Available data below:

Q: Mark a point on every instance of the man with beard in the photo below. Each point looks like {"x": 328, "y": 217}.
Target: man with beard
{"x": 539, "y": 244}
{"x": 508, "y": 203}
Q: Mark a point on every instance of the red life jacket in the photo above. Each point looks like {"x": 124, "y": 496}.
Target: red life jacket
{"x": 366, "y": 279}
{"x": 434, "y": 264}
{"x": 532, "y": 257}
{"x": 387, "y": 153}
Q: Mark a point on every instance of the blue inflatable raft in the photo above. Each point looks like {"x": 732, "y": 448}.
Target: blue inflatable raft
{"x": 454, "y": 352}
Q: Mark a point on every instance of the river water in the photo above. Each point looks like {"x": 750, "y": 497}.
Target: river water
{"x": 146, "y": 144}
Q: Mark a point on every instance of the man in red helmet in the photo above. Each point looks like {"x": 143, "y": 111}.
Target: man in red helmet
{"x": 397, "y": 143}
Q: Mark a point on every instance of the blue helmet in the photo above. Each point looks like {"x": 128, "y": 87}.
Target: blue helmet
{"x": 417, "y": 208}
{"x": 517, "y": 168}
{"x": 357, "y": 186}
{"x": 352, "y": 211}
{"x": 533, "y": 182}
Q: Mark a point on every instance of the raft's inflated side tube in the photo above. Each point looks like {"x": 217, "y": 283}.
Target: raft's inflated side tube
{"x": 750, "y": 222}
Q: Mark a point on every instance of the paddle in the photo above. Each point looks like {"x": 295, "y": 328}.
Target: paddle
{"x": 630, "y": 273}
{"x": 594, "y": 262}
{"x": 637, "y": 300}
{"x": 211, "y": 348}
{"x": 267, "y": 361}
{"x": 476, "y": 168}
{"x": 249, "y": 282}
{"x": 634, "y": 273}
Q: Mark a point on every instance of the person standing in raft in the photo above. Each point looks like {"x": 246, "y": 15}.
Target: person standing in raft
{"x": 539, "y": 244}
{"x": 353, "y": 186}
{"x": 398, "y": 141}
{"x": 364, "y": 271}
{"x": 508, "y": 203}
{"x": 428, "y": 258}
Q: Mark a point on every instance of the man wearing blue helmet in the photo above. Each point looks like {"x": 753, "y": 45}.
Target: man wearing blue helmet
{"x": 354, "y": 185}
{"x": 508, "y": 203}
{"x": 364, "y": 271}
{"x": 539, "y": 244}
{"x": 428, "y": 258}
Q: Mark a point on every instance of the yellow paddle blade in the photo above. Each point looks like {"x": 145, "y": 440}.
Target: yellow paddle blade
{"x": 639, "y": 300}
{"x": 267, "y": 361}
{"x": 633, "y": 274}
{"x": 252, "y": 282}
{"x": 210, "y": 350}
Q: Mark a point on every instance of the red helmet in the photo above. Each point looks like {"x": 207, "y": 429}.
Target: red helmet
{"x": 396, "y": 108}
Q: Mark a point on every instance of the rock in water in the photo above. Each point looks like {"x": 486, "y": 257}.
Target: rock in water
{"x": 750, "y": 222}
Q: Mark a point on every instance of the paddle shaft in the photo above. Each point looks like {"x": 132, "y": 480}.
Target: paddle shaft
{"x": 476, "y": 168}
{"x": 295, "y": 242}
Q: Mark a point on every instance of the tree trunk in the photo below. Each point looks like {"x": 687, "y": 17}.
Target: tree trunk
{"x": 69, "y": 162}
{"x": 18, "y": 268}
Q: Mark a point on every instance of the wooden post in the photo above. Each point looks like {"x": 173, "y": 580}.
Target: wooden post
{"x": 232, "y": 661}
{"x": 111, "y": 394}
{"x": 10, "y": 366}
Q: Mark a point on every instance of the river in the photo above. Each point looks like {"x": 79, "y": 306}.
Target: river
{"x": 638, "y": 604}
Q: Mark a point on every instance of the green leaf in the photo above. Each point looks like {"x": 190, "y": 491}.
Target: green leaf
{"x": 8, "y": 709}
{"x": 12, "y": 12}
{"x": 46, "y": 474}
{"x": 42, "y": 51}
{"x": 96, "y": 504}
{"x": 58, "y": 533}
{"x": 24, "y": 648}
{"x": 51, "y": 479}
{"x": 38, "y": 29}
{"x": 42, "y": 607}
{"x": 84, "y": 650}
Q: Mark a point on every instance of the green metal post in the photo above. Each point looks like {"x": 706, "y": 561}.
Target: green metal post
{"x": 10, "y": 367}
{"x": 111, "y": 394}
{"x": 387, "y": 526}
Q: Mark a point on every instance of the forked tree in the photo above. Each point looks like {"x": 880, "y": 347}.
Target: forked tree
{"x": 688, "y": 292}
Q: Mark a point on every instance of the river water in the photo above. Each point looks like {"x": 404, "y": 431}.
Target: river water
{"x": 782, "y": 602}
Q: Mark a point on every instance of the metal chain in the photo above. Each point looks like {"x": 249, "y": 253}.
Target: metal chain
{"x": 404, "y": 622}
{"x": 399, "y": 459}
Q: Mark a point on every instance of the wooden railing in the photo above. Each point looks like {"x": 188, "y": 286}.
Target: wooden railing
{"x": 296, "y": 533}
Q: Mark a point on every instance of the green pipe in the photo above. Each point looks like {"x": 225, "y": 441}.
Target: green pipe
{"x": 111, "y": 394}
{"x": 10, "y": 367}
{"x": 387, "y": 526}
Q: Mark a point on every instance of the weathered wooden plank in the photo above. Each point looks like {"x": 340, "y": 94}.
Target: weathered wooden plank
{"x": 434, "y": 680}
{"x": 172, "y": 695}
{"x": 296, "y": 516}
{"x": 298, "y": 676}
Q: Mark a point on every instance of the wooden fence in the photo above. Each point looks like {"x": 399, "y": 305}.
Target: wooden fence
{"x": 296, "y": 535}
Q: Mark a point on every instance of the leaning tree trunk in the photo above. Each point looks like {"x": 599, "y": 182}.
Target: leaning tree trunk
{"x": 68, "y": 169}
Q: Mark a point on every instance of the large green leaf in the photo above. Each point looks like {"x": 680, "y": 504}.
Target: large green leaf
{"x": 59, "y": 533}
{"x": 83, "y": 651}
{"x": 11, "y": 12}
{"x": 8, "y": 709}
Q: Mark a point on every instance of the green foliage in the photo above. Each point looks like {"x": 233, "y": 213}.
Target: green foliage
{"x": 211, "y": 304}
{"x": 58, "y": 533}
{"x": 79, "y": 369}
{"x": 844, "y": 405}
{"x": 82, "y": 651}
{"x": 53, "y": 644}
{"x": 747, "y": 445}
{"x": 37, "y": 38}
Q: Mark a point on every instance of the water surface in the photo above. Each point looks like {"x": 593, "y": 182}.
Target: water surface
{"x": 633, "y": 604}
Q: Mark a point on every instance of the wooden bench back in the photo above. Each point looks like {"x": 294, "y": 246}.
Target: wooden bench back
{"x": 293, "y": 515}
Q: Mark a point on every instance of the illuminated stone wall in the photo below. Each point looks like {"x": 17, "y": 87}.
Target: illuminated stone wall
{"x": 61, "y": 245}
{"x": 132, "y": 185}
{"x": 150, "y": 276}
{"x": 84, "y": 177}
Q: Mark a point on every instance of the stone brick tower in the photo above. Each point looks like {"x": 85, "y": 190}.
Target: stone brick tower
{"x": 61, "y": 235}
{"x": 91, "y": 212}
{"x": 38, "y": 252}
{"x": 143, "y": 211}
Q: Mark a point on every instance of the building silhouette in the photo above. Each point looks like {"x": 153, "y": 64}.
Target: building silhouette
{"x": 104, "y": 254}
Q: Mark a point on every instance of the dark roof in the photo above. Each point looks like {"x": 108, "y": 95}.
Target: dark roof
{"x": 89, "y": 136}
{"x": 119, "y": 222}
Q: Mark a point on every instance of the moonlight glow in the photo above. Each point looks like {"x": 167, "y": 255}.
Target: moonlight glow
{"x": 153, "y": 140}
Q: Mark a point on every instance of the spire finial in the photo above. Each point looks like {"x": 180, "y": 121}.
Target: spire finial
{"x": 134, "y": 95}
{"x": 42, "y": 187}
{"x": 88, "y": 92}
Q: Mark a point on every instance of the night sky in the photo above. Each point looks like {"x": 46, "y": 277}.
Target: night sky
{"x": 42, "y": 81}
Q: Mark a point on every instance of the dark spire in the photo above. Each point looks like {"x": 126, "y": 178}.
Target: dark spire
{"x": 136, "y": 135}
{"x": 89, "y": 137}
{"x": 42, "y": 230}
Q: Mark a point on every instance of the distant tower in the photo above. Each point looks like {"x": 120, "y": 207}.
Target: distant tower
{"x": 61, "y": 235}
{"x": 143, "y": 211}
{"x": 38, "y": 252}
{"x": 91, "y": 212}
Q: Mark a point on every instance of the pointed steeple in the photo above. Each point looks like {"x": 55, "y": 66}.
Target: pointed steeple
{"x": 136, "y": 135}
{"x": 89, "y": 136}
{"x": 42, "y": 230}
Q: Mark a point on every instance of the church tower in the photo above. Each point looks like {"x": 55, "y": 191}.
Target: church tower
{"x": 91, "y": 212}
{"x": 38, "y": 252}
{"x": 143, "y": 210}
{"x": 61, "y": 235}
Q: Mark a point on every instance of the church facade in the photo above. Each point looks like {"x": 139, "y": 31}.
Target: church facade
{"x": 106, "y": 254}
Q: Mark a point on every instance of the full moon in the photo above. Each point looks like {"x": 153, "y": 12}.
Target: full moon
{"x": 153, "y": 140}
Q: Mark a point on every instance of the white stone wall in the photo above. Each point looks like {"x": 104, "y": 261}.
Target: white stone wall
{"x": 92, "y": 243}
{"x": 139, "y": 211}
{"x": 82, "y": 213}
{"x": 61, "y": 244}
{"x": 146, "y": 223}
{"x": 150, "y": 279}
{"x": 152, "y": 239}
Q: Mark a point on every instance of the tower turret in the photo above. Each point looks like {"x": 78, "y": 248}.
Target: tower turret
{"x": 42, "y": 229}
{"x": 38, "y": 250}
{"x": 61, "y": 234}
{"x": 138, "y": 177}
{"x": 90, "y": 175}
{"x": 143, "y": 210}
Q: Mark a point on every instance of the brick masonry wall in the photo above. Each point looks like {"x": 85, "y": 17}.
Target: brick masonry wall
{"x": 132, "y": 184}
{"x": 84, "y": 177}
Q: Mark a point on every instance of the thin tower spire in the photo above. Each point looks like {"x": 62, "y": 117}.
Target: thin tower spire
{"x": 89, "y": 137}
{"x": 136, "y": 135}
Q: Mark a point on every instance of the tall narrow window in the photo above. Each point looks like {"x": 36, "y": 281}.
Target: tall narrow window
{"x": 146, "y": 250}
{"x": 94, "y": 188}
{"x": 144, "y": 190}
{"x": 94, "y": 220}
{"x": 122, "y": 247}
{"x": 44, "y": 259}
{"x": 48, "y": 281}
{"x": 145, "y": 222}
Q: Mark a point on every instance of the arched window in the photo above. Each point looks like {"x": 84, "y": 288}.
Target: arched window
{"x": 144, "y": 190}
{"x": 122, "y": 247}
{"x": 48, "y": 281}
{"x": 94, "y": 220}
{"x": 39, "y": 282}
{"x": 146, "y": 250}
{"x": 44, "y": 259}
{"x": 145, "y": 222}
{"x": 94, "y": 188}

End of Available data.

**Problem**
Where the data above reaches the line holding "Q: Mark a point on every instance of the pointed", begin printing, and stop after the line holding "Q: Mark a point on every instance of the church tower". Each line must be reproduced exactly, with nothing else added.

**Written response**
Q: Mark a point on every instance of the pointed steeple in the photo above. Each point looks like {"x": 55, "y": 66}.
Target: pointed steeple
{"x": 136, "y": 135}
{"x": 89, "y": 136}
{"x": 42, "y": 230}
Q: Mark a point on every instance of the church tower in the photo above. Each point looks like {"x": 55, "y": 191}.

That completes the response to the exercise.